[Required task] Render every one of the records below as a Markdown table with two columns, "Row" and "Line". Give each line its own numbered row and leave out any blank lines.

[Location labeling records]
- - -
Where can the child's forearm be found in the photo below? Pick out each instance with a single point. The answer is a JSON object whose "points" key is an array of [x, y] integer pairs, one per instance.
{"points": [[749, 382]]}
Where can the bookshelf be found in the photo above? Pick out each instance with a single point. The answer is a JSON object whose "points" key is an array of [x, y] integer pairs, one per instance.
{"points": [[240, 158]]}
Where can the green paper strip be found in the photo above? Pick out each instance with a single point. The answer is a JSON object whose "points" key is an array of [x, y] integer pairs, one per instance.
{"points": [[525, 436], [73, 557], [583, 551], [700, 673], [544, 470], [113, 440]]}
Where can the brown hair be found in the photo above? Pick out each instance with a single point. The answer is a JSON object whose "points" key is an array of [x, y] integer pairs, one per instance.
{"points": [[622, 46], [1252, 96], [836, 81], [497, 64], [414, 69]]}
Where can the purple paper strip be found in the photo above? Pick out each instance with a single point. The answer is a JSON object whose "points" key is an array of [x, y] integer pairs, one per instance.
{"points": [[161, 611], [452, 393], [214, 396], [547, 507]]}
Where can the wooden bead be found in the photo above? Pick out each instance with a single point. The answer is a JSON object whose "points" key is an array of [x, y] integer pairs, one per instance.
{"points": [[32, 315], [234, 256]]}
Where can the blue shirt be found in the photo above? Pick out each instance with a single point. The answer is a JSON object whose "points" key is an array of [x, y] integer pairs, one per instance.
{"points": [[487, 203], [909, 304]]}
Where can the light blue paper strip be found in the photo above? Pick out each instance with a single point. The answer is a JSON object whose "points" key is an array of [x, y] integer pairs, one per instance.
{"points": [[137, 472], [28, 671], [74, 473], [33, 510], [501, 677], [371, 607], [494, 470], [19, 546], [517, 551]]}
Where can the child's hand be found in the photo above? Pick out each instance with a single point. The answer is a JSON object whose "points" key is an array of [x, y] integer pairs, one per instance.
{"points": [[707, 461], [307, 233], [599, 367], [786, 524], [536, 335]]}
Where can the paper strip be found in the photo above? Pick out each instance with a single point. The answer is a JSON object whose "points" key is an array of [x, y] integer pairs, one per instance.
- - -
[Written solution]
| Row | Line |
|---|---|
| 1 | Where can the child's forearm be found in the photo below? Pick out each instance with a single point. The answer is a JSON object whose "points" key is an array of [x, y] integer pairs, one per instance. |
| 2 | {"points": [[749, 382]]} |
| 3 | Where can the bookshelf be found in the photo above? Pick out each instance with a single point. The answer is a JSON object whose "points" key is an array of [x, y] integer pairs, one per instance. |
| 4 | {"points": [[240, 158]]} |
| 5 | Where can the green paper strip be found in the photo above? Pick out each instance with a single point. The answer is a JSON object whose "points" key is an array of [x, y] integer pairs, one per instance. |
| 6 | {"points": [[525, 436], [73, 557], [583, 551], [700, 673], [544, 470], [113, 440]]} |
| 7 | Where can the brown hair be found in the photo above? Pick out each instance with a single point. The answer is a JSON object whose "points" key is an array of [x, y] integer pairs, one per instance. |
| 8 | {"points": [[622, 46], [1252, 96], [836, 81], [497, 64], [414, 69]]} |
| 9 | Where can the purple paper strip be found in the photo above? Pick out each instance with a single point. The answer is a JSON object whose "points" key is an array of [x, y] integer pairs, one per instance. |
| 10 | {"points": [[161, 611], [452, 393], [214, 396], [547, 507]]} |
| 11 | Where can the wooden bead be found in the photo above? Pick out each instance with a single point. The answer is a JSON object whose "points" key is an array of [x, y] integer pairs, one per instance. |
| 12 | {"points": [[32, 315], [234, 256]]} |
| 13 | Where can the blue shirt be found in the photo above? Pick out each instance with a single point. The answer is a JSON object whose "points" key is an array of [x, y] integer pairs, one per instance. |
| 14 | {"points": [[487, 203], [909, 304]]} |
| 15 | Where can the light blue paper strip be found in the photo above? Pick out each instance with a single point. The answer is a JSON object whose "points" key is an array of [x, y] integer pairs, one per instance. |
| 16 | {"points": [[137, 472], [28, 671], [74, 473], [33, 510], [501, 677], [371, 607], [494, 470], [19, 546], [517, 551]]} |
| 17 | Where can the child's hand be found in the photo above? Pick out each instance with a single point. The answer is a JSON object whose "points" key is an array of [x, y] integer pairs, one per instance. |
| 18 | {"points": [[707, 461], [307, 233], [599, 367], [786, 524], [536, 335]]} |
| 19 | Where can the paper strip be found in the photo above? Pick out each instance with a single point. The answer is a JSON object whose "points" key is an array of [x, y] integer pairs, one per instance. |